-- Dati del compito --
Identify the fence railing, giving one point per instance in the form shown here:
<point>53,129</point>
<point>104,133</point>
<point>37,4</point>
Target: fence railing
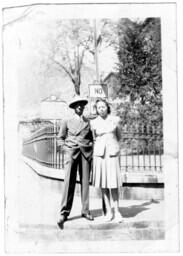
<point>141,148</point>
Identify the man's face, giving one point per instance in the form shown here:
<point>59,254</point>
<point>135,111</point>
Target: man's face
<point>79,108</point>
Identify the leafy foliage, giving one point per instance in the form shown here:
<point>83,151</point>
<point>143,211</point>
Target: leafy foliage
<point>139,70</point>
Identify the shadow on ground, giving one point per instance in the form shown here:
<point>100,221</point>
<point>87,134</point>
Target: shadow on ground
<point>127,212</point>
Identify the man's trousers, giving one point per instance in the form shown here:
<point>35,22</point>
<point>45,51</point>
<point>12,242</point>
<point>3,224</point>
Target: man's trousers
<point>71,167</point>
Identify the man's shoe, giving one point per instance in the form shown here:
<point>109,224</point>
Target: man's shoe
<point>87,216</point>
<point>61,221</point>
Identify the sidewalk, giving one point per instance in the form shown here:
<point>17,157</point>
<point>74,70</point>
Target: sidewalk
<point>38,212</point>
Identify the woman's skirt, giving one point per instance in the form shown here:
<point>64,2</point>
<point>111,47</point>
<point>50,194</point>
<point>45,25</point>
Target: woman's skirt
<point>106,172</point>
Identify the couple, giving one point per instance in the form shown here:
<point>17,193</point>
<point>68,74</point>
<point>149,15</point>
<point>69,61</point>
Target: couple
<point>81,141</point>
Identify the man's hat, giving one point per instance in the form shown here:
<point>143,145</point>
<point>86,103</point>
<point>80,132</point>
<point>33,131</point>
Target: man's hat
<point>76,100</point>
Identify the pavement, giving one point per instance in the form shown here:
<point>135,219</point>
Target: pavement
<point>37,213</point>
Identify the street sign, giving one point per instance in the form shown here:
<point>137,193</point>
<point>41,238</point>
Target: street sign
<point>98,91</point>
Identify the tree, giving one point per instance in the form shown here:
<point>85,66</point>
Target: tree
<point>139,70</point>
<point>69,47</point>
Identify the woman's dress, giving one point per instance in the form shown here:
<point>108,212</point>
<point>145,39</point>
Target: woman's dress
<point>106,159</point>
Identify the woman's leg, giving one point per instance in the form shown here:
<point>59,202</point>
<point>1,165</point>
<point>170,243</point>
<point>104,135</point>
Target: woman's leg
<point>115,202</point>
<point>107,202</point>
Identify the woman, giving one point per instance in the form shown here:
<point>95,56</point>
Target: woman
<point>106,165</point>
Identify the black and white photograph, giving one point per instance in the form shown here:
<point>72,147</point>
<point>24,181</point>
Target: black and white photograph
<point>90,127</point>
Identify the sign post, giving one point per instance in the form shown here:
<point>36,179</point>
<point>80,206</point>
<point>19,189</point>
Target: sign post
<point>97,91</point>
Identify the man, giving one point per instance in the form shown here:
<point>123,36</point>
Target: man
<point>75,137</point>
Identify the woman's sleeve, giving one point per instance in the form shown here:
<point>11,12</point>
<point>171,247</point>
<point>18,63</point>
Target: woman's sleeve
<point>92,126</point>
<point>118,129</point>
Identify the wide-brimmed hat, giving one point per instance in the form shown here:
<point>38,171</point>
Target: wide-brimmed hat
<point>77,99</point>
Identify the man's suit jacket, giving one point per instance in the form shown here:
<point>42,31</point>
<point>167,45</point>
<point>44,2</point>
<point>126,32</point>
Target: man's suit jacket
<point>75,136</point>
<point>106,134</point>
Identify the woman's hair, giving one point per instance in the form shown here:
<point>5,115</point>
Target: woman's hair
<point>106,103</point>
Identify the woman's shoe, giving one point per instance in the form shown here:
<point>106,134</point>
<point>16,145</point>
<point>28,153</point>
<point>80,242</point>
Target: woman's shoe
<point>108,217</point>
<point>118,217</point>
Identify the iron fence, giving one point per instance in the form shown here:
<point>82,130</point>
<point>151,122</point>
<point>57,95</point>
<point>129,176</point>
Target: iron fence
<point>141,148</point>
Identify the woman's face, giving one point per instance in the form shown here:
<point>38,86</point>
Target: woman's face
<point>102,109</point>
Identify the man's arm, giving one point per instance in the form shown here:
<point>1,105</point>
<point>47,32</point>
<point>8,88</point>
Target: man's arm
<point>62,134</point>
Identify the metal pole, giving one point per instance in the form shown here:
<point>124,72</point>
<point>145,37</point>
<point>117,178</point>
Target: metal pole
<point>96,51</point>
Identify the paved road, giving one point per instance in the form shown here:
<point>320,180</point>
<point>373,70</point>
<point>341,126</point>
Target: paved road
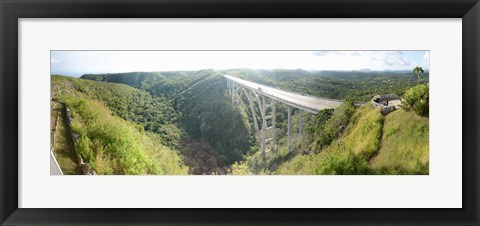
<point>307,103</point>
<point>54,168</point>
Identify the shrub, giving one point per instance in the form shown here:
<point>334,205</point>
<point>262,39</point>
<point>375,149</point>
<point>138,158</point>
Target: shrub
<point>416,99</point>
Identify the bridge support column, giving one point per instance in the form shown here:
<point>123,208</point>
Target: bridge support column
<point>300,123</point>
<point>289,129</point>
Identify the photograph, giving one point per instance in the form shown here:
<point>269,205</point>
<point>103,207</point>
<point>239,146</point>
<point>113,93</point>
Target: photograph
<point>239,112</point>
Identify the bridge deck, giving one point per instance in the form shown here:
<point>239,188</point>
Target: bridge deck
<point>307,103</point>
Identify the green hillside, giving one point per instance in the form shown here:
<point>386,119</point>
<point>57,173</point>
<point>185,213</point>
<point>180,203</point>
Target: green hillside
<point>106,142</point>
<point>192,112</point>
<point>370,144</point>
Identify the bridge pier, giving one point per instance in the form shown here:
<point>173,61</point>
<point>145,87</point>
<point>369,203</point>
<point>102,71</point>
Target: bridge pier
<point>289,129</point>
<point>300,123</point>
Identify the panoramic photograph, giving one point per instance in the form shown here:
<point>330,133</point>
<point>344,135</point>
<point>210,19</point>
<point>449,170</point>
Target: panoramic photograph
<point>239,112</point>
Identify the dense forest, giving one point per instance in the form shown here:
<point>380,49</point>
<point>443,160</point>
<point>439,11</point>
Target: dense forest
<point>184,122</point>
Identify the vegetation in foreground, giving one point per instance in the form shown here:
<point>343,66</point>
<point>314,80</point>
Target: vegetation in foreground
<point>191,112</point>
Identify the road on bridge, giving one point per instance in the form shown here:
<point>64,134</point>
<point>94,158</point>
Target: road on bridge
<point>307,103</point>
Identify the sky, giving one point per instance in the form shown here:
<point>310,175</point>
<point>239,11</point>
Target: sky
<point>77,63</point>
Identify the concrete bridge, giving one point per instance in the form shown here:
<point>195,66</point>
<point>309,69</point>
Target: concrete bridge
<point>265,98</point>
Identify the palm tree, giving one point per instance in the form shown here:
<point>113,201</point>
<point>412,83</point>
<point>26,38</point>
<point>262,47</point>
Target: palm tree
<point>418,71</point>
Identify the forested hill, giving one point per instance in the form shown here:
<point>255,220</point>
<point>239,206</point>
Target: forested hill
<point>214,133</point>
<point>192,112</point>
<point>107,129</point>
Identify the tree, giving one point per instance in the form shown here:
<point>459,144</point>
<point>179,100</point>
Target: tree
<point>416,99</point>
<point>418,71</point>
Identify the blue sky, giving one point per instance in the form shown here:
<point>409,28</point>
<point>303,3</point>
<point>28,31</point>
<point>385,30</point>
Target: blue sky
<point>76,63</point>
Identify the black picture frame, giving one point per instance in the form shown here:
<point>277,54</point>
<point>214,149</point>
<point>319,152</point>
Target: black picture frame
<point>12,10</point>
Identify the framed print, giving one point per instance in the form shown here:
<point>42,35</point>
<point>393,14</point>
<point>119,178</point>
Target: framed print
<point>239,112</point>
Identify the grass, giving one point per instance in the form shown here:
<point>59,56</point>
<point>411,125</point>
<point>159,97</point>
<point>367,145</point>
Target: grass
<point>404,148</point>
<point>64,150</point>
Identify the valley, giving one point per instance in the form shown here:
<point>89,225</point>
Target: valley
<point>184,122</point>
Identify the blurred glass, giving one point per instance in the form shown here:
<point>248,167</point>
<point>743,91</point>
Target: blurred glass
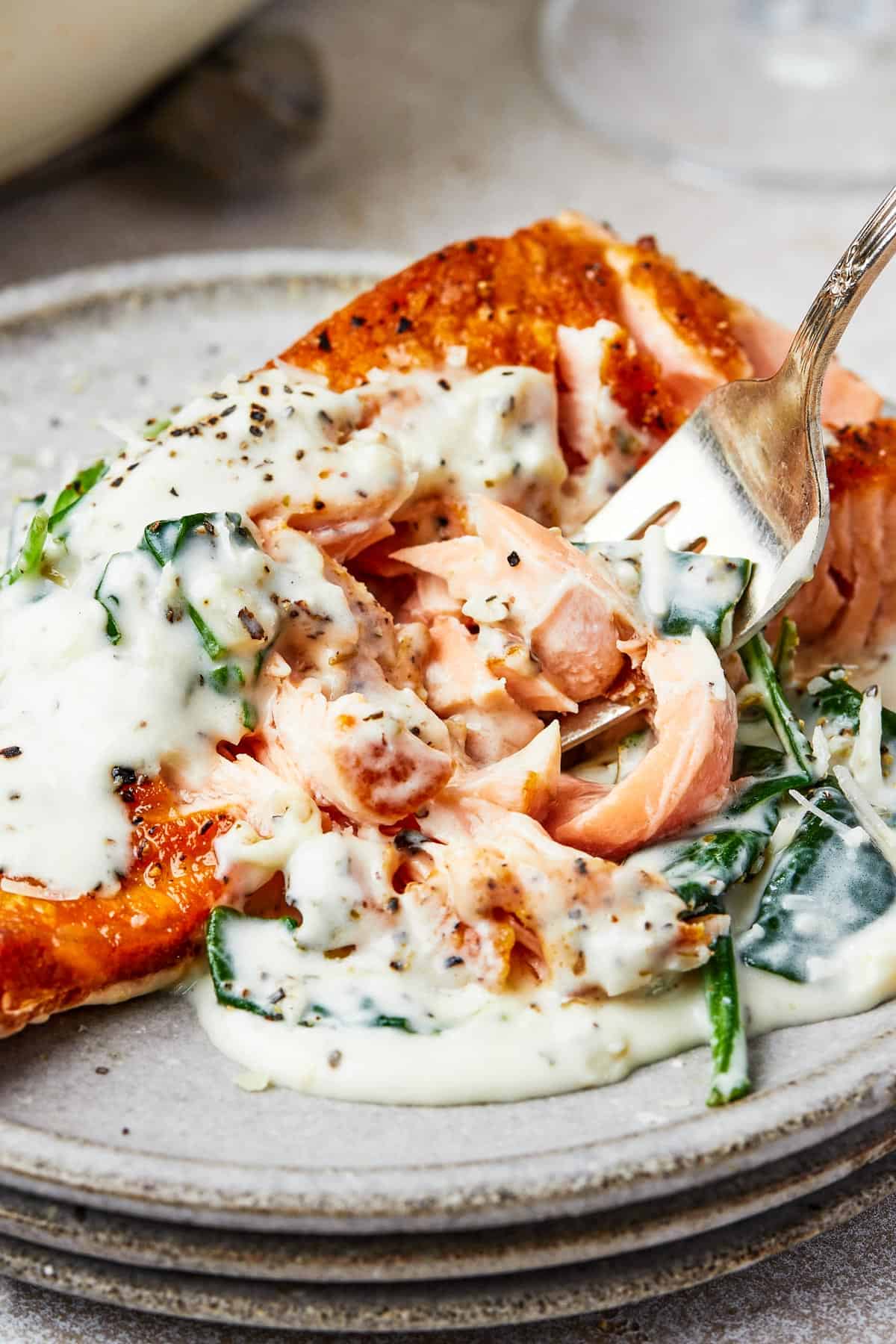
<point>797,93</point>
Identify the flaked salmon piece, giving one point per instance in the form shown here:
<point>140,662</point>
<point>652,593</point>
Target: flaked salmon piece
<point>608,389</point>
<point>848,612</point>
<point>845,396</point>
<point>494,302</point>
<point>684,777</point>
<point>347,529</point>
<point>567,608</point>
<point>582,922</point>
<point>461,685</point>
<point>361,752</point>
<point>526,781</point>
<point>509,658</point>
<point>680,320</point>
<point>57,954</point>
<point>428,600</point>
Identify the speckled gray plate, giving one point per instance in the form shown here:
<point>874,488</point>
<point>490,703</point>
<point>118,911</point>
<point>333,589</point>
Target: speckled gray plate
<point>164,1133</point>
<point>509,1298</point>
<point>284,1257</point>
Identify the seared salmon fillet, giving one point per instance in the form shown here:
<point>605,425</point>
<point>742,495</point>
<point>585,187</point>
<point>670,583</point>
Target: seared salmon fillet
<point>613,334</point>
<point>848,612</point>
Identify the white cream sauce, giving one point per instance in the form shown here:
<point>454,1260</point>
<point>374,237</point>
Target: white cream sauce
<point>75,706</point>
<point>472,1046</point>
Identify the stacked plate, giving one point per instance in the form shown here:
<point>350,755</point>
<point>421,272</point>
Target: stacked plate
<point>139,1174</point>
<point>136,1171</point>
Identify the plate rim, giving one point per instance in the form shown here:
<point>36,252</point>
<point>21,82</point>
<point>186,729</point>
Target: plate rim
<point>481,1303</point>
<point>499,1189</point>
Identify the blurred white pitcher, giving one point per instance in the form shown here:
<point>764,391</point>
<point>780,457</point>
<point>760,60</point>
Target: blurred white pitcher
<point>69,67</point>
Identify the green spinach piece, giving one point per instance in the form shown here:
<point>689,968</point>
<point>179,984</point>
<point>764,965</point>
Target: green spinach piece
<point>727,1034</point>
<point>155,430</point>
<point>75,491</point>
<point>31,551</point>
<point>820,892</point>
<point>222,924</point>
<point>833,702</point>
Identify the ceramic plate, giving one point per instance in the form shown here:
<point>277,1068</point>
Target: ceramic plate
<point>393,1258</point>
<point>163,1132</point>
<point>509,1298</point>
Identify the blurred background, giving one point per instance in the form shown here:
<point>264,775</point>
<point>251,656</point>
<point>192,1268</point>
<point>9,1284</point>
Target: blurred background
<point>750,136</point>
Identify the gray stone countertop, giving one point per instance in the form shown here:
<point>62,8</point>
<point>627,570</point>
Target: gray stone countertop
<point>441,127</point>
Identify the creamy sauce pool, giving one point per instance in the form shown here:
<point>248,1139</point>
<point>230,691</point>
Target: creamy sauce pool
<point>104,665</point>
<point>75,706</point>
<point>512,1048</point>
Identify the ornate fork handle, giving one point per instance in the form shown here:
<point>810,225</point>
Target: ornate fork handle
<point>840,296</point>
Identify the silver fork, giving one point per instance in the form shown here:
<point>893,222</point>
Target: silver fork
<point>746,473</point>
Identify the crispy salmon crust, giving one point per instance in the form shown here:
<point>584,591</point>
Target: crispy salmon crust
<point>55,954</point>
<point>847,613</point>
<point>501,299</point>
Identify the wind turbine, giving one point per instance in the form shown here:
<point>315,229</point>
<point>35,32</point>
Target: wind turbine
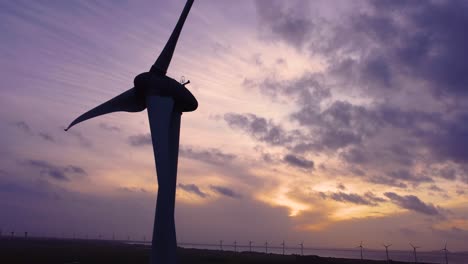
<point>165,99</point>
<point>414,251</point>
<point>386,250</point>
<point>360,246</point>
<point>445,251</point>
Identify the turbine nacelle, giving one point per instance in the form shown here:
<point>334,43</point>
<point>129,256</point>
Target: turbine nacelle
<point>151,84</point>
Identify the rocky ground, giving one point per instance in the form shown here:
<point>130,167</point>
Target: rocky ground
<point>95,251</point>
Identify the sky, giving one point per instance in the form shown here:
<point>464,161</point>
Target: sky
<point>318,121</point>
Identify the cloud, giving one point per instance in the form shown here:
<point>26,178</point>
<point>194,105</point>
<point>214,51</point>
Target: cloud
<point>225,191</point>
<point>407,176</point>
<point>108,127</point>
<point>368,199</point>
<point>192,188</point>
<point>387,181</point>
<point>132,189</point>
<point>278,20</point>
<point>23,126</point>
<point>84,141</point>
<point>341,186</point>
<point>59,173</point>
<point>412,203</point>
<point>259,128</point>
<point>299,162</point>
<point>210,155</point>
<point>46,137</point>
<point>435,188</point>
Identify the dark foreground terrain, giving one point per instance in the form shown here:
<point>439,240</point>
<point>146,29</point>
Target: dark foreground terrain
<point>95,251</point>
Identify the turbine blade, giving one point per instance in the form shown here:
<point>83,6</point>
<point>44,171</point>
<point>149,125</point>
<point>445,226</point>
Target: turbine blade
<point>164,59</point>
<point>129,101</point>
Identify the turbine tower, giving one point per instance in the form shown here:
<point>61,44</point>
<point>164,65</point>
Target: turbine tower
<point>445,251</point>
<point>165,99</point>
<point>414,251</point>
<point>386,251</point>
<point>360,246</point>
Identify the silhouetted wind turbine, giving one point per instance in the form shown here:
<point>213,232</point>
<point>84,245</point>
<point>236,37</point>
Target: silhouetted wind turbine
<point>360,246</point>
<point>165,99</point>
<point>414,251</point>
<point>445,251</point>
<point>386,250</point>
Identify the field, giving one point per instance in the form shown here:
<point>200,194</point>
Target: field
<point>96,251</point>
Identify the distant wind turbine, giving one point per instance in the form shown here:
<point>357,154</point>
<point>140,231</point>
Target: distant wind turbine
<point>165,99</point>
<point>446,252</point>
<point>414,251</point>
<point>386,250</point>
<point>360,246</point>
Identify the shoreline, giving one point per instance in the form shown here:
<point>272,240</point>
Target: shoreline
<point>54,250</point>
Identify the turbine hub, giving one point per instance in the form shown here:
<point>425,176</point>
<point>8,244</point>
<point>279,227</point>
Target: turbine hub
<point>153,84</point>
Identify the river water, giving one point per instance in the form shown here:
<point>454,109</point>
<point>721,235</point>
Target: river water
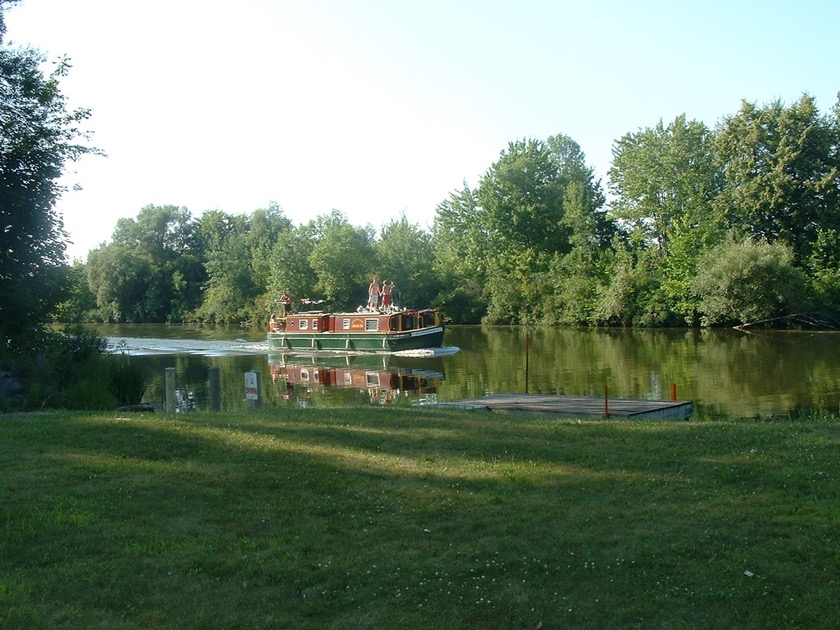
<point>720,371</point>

-- Dettagli esercizio --
Per favore, riscrivi il tratto dalla riga con "Identify the plate" fino alla riga con "<point>499,1189</point>", sostituendo "plate rim" con "plate edge" e lasciando invariato tutto il resto.

-- Risposta esercizio --
Identify the plate edge, giving one point per instance in the form shown here:
<point>36,252</point>
<point>21,82</point>
<point>186,729</point>
Target: plate edge
<point>481,1303</point>
<point>499,1189</point>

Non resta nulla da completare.